TASK:
Reproduce exactly, with no other output, every line of the data below from the line containing "man in gray" to the end, inclusive.
..............................
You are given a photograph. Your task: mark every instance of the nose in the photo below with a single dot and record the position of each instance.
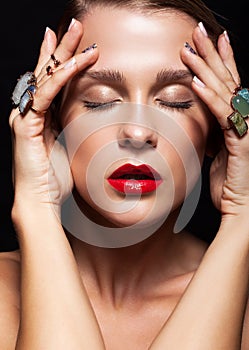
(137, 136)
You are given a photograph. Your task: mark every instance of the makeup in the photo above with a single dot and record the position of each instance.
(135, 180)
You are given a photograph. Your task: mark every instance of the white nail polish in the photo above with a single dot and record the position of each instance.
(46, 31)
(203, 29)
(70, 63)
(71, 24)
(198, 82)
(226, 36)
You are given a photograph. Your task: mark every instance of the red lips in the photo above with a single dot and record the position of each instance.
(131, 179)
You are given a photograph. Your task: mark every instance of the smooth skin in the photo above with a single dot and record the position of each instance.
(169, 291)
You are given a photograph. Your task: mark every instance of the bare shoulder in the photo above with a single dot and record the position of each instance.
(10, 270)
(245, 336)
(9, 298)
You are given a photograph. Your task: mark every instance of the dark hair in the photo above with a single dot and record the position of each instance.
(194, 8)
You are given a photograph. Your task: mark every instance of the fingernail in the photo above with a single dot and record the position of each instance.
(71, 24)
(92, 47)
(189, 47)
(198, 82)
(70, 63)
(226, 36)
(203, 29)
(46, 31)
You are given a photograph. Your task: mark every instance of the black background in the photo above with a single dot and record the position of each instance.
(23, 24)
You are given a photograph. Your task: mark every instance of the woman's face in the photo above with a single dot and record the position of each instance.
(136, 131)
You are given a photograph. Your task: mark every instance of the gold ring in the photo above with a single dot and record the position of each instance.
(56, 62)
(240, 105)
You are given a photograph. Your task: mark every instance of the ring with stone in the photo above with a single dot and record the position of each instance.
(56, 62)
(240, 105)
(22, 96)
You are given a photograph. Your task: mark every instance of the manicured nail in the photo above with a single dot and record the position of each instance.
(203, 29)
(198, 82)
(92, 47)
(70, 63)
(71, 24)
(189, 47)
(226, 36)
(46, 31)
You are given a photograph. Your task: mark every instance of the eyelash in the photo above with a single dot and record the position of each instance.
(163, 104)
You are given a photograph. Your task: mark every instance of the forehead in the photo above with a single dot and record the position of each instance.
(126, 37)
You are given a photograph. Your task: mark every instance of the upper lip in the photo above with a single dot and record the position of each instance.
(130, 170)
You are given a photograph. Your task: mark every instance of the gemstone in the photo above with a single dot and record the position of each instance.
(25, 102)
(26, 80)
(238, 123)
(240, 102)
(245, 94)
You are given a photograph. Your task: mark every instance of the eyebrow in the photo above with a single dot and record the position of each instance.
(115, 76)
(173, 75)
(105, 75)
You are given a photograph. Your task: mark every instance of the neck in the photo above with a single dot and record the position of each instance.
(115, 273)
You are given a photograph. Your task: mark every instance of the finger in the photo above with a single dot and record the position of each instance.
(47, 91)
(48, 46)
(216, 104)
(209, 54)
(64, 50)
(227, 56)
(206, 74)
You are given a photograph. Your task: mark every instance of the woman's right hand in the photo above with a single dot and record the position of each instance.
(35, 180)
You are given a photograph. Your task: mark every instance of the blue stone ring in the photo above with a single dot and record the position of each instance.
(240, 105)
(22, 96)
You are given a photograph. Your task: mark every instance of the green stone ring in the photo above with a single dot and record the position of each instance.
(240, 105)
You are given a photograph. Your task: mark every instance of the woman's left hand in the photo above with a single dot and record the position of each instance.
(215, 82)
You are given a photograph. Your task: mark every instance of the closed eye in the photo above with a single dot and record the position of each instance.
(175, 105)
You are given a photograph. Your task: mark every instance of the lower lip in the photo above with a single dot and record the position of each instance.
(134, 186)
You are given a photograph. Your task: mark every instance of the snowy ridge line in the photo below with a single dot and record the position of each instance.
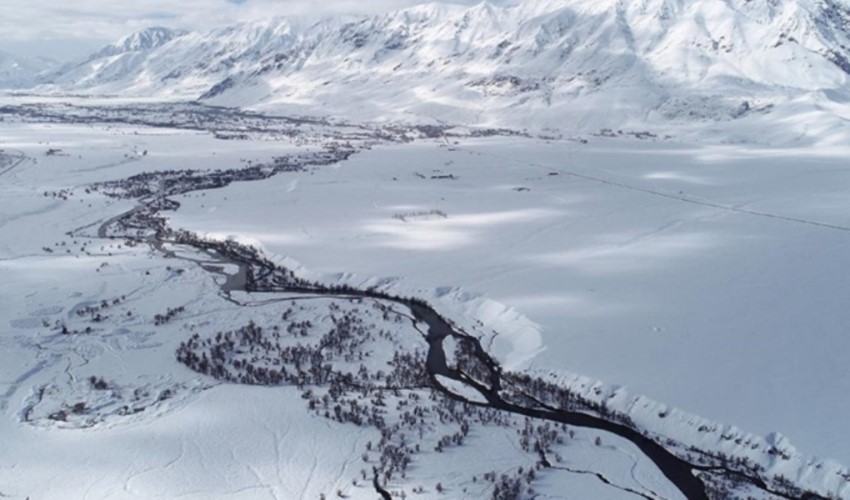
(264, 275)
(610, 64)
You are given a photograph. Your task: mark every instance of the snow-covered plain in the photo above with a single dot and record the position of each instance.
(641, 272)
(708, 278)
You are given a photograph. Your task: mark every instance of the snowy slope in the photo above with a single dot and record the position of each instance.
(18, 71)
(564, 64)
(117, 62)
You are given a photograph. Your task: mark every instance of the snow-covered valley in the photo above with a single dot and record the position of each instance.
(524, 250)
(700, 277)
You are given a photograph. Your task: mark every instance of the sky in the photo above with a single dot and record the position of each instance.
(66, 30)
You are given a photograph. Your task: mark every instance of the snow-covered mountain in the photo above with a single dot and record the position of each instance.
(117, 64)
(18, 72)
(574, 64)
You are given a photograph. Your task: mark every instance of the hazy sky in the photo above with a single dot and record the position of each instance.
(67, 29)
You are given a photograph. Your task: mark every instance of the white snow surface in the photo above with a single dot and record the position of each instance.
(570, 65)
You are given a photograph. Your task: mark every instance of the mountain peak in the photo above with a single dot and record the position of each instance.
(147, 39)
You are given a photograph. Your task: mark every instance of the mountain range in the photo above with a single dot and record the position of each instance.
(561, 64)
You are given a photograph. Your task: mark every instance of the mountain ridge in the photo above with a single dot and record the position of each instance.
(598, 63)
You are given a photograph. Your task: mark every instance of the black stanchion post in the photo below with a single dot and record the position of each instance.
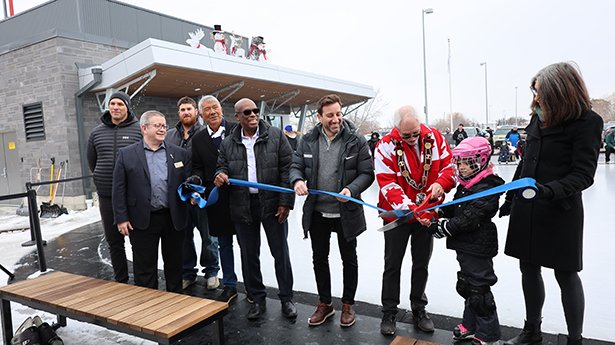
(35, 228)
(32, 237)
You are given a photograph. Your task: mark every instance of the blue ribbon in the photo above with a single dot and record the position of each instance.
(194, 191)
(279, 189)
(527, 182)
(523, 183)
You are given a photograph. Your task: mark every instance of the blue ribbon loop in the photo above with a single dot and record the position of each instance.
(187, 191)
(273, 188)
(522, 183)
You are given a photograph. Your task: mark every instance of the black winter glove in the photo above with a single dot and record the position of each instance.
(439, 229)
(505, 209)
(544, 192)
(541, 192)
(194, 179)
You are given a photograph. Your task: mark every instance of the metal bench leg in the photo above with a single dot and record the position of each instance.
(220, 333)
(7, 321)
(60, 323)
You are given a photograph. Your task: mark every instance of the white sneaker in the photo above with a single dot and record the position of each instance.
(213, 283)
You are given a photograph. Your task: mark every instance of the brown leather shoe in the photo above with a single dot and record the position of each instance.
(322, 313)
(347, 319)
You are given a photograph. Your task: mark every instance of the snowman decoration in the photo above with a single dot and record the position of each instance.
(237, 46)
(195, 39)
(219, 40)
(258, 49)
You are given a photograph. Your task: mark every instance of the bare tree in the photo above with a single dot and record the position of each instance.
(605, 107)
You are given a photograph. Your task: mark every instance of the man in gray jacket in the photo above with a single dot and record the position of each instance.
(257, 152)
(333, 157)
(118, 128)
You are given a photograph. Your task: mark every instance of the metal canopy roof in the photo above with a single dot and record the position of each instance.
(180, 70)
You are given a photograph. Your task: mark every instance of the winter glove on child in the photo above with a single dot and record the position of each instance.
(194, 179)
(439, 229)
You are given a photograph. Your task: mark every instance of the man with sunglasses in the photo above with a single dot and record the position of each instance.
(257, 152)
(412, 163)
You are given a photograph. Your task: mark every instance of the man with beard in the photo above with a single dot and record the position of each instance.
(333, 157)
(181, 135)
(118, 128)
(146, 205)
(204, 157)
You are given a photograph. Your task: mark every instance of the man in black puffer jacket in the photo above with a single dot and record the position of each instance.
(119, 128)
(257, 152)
..............................
WRITTEN ANSWER:
You are given a photograph. Your task: mark every instance of the man in gray jacket in the photo above with a single dot and record the position of each instance.
(257, 152)
(333, 157)
(118, 128)
You are given a photograph. Your task: mark every instance of the metal canopy roof in the photo above with a single dot and record the position of each instance.
(180, 70)
You are given a photograph. Your task: mark every instance of the winter glove on child in the photo above with a single dot and record the position of each instance.
(194, 179)
(439, 229)
You are given a photograph. Your task: mark every instance of the man with sunglasses in the photo above with a single dot and record the position of each instance.
(257, 152)
(412, 163)
You are given a photograph. Your task: mark every instance of the man with beard in the photo above with a single dot and record the position of each instance.
(333, 157)
(181, 135)
(118, 128)
(146, 205)
(204, 157)
You are given a photograph. Your task: mark every instance of the man in black puffer jacket in the photo above with a single dot and record the position of each instance.
(119, 128)
(257, 152)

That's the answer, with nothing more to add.